(Data excerpts)
↓↓↓
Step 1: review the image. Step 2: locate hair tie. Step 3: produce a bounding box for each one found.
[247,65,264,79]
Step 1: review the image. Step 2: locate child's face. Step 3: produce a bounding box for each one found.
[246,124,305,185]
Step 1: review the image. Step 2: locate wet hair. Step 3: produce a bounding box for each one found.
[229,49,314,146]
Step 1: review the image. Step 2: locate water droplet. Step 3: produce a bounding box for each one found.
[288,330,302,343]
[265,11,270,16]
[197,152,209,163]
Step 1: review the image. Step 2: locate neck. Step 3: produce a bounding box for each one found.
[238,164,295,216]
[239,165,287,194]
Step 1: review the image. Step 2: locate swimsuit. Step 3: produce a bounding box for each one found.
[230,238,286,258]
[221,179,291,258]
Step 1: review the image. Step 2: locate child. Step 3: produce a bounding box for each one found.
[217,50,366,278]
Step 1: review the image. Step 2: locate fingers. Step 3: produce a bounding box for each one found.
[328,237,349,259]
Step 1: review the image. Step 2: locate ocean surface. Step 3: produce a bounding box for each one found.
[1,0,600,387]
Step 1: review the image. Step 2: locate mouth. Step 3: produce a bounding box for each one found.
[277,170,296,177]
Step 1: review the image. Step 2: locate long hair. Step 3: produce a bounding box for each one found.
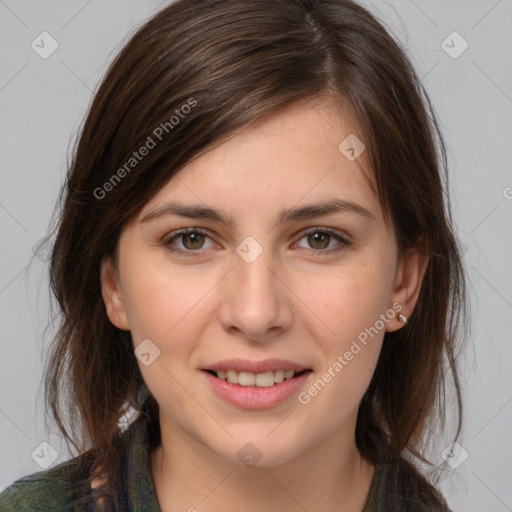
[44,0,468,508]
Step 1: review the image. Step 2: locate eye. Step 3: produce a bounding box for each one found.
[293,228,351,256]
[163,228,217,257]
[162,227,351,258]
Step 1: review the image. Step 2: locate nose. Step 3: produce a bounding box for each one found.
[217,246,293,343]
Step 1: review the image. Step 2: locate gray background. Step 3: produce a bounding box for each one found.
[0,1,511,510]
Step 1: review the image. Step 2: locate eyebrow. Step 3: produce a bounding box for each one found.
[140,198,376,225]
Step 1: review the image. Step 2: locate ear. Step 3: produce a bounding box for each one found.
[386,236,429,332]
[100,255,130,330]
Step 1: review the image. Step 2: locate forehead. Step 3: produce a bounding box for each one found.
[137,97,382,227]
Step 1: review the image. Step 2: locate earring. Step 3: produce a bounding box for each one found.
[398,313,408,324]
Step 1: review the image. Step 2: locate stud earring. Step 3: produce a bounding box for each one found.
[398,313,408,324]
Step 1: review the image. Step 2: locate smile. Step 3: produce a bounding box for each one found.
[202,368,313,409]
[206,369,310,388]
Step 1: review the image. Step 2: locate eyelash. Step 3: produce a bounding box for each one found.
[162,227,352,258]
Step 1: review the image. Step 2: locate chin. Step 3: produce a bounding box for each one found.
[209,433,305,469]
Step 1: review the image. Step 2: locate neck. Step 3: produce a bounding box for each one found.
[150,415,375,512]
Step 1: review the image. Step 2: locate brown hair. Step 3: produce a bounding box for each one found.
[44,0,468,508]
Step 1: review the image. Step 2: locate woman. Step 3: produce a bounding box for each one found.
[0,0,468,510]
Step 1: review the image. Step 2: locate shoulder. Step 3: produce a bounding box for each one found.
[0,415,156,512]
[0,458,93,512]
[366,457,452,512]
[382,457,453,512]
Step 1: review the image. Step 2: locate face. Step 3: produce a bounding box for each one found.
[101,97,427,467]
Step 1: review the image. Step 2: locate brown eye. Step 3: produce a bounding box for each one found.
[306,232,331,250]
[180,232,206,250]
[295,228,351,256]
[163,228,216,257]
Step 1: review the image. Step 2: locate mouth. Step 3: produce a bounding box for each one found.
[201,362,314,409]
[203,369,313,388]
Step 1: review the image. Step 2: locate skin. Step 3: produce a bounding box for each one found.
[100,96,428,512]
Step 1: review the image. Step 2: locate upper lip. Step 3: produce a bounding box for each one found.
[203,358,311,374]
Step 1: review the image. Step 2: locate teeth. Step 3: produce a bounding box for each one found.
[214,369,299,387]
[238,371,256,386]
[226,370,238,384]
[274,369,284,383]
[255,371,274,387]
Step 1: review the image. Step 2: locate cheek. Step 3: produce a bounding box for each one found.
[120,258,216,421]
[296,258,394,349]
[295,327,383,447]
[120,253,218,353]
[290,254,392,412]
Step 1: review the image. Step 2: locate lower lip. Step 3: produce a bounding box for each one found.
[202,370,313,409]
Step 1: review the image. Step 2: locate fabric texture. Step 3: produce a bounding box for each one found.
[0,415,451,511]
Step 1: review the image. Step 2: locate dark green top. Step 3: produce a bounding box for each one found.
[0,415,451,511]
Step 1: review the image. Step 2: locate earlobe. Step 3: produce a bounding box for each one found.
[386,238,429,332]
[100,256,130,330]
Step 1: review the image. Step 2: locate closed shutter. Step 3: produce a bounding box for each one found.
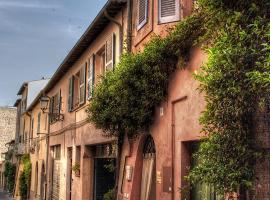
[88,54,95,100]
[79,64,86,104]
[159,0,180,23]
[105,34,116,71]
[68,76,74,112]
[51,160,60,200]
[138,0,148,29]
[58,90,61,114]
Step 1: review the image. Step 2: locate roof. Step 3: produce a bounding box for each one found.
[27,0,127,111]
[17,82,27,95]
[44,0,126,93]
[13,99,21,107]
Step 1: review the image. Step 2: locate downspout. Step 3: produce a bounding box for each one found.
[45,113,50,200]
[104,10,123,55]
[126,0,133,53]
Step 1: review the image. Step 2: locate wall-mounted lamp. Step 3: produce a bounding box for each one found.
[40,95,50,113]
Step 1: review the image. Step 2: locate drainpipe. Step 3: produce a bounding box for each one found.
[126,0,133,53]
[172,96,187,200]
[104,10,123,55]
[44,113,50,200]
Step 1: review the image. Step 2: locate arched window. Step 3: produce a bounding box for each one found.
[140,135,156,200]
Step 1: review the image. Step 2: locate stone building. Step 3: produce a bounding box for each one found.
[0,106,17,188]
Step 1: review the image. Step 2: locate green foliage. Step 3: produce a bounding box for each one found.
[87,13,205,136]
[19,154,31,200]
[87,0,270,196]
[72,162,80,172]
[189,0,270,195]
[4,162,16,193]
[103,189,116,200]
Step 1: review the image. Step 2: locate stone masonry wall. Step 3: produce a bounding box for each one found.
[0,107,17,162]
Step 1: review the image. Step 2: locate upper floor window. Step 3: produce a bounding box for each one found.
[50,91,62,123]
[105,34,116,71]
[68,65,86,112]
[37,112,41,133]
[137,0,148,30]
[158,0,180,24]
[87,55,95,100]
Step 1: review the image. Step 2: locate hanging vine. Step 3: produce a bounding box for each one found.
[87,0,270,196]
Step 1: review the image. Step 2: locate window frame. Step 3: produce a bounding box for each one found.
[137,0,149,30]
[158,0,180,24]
↑↑↑
Word for word, give back each entry from above, but skip any picture.

Step 1: review the image. Step 2: locate hair tie. Step 3: produce a bounding box for each one found.
[247,65,264,79]
Step 1: review the image. Step 2: locate child's face. Step 3: produce a bounding box for each one found.
[246,124,305,185]
Step 1: review the image. Step 2: locate wet hair. Step 3: produce a bounding box for each one found.
[229,49,314,146]
Step 1: review the image. Step 2: locate water droplet. Step 3: produce a bounding box for each one found.
[288,330,302,343]
[265,11,270,16]
[197,152,209,163]
Step 1: review the image. Step 2: locate neck. Step 3: produce a bounding box for each one found.
[238,164,295,216]
[239,165,287,194]
Step 1: review the image. Step 2: locate swimsuit. Step 3: produce a bounding box for each one found.
[230,238,286,258]
[221,179,291,258]
Step 1: review the image. Step 2: locate child. Step 3: produce a bounding box for each one found.
[217,50,366,278]
Step 1: review the image. Step 2: locate fingers. Step 3: produce a bounding box for each one found.
[328,237,349,259]
Step 1: review the image. Step 2: locate ocean surface. Step 3: produce a bounding box for each one found.
[1,0,600,387]
Step 1: review the image. Step 2: locate mouth. Step 3: produce a bounding box for each one found.
[277,170,296,177]
Step 1: review the image. Step 2: locate long hair. Step 3: produce a bounding box for each one found.
[44,0,468,508]
Step 1: review the image. Step 2: locate eye. Step 3: produce a bounding box for each one found.
[293,228,351,256]
[163,228,217,257]
[162,227,351,258]
Step 1: review the image. Step 2: locate nose. Step 3: produce a bounding box for each one found.
[217,246,293,343]
Step 1: review the image. Step 2: locate gray background. Step 3: produce a bounding box for each one found.
[0,1,511,510]
Step 1: review the image. Step 2: locate eyebrow. Step 3: produce a bounding box for each one found.
[140,198,376,225]
Step 1: review the image. Step 2: locate ear. Step 3: produce a bounding box for each one found.
[386,236,429,332]
[100,255,130,330]
Step 1: review the image. Step 2: locate forehead. Step 3: produce a bounding box for each one found.
[137,97,382,227]
Step 1: review the image. Step 2: locate earring. Step 3: produce a bounding box for each one found.
[398,313,408,324]
Step 1: review the image. Step 2: locate stud earring. Step 3: produce a bounding box for each one found.
[398,313,408,324]
Step 1: review the image. Step 2: locate smile. Step 3: produce a bounding box for each one found.
[202,368,313,409]
[206,369,310,388]
Step 1: review the image. Step 2: locate eyelash. Step 3: produce a bounding box for each one found.
[162,227,352,258]
Step 1: review the image. Step 2: locate chin. Step 3: produce a bounding box for each one found.
[209,433,305,469]
Step 1: review the image. Step 2: locate neck. Step 3: produce a bounding box for each one found.
[150,415,375,512]
Step 1: review the image. Step 2: locate brown hair. Step 3: produce a bounding box for each one found.
[44,0,468,508]
Step 1: review the image. Step 2: locate woman. Step 3: produce a bounding box for each one found.
[0,0,468,510]
Step 1: review the image. Step 2: locate shoulder. Step 3: produce a bounding box for each one found.
[0,415,156,512]
[0,458,93,512]
[366,457,452,512]
[382,457,453,512]
Step 1: review the image. Step 2: locate face. Step 3: produce a bounding box for each one found.
[101,97,427,467]
Step 1: review the image. Step 2: locate brown eye. Step 3: produce a bounding box for each one found.
[306,232,331,250]
[180,232,206,250]
[295,228,351,256]
[163,228,216,257]
Step 1: review the image. Step 2: locate mouth. Step 3: produce a bounding box for each one found.
[201,362,314,409]
[203,369,313,388]
Step 1: review the image. Step 2: locate skin. Step 3: produce a bounding box for each one found.
[100,96,428,512]
Step 1: review the image. Step 2: locate upper lip. Step 3: produce a bounding box for each one found.
[203,358,311,374]
Step 1: review the image. Step 2: locate teeth. Step 3: produce a bounding box for each one found.
[214,369,299,387]
[238,371,256,386]
[226,370,238,384]
[274,369,284,383]
[255,371,274,387]
Step 1: review the image. Step 2: locate cheek. Step 3: produce a bounding box for each one found.
[120,258,216,421]
[296,258,394,349]
[295,327,383,447]
[120,253,218,353]
[290,254,392,412]
Step 1: review the image. Step 2: locate lower lip. Step 3: produce a bounding box for each one found.
[202,370,313,409]
Step 1: review the image. Step 2: locate fabric texture. Step 3: produce a bounding box for each one found.
[0,415,451,511]
Step 1: review the image. Step 2: locate dark green top. Step 3: produce a bounding box for each one found.
[0,415,451,511]
Step 1: review the image. Step 2: locate earlobe. Step 3: produce a bounding box for each one found.
[386,238,429,332]
[100,256,130,330]
Step 1: review the image. Step 2: locate closed shutter. Step 3: produce a bounding box for each one found.
[88,54,95,100]
[79,64,86,104]
[159,0,180,23]
[105,34,116,71]
[68,76,74,112]
[51,160,60,200]
[138,0,148,29]
[58,90,61,114]
Step 1: review the image. Step 2: locate roof. Step 3: produce a bounding box for each one found.
[27,0,127,111]
[17,82,27,95]
[44,0,126,93]
[13,99,21,107]
Step 1: review the image. Step 2: locate downspout. Step 3: produce a bounding box for each one found.
[45,113,50,200]
[104,10,123,55]
[126,0,133,53]
Step 1: review the image. Step 2: locate wall-mounted lamp. Step 3: produce a bounding box for each one found.
[40,95,50,113]
Step 1: review the image. Step 2: locate drainpipe. Step 3: produce a bounding box for each one found.
[126,0,133,53]
[172,96,187,200]
[104,10,123,55]
[44,113,50,200]
Step 1: review the image. Step 2: locate arched window. Step 3: produce a bounding box for each one found.
[140,135,156,200]
Step 1: review the image. Step 2: locate stone building. Step 3: produce a bounding box for each one found.
[0,106,17,188]
Step 1: review the image. Step 2: locate green foliage. Step 3: produce a bounding box for each one found.
[87,13,205,136]
[19,154,31,200]
[87,0,270,196]
[72,162,80,172]
[189,0,270,195]
[4,162,16,193]
[103,189,116,200]
Step 1: review the image. Step 2: locate stone masonry wall. Step 3: produce a bounding box for each one found.
[0,107,17,162]
Step 1: review the image. Step 2: locate upper floor window. Step 3: produce a bounding box for each one found.
[50,91,62,123]
[105,34,116,71]
[68,65,86,112]
[37,112,41,133]
[137,0,148,30]
[158,0,180,24]
[87,55,95,100]
Step 1: review the image. Step 2: locate hanging vine. Step 3: produce a bounding box for each one found.
[87,0,270,196]
Step 1: review the image. Step 2: locate window frame. Step 3: produce a bounding box for each one found.
[137,0,149,30]
[158,0,180,24]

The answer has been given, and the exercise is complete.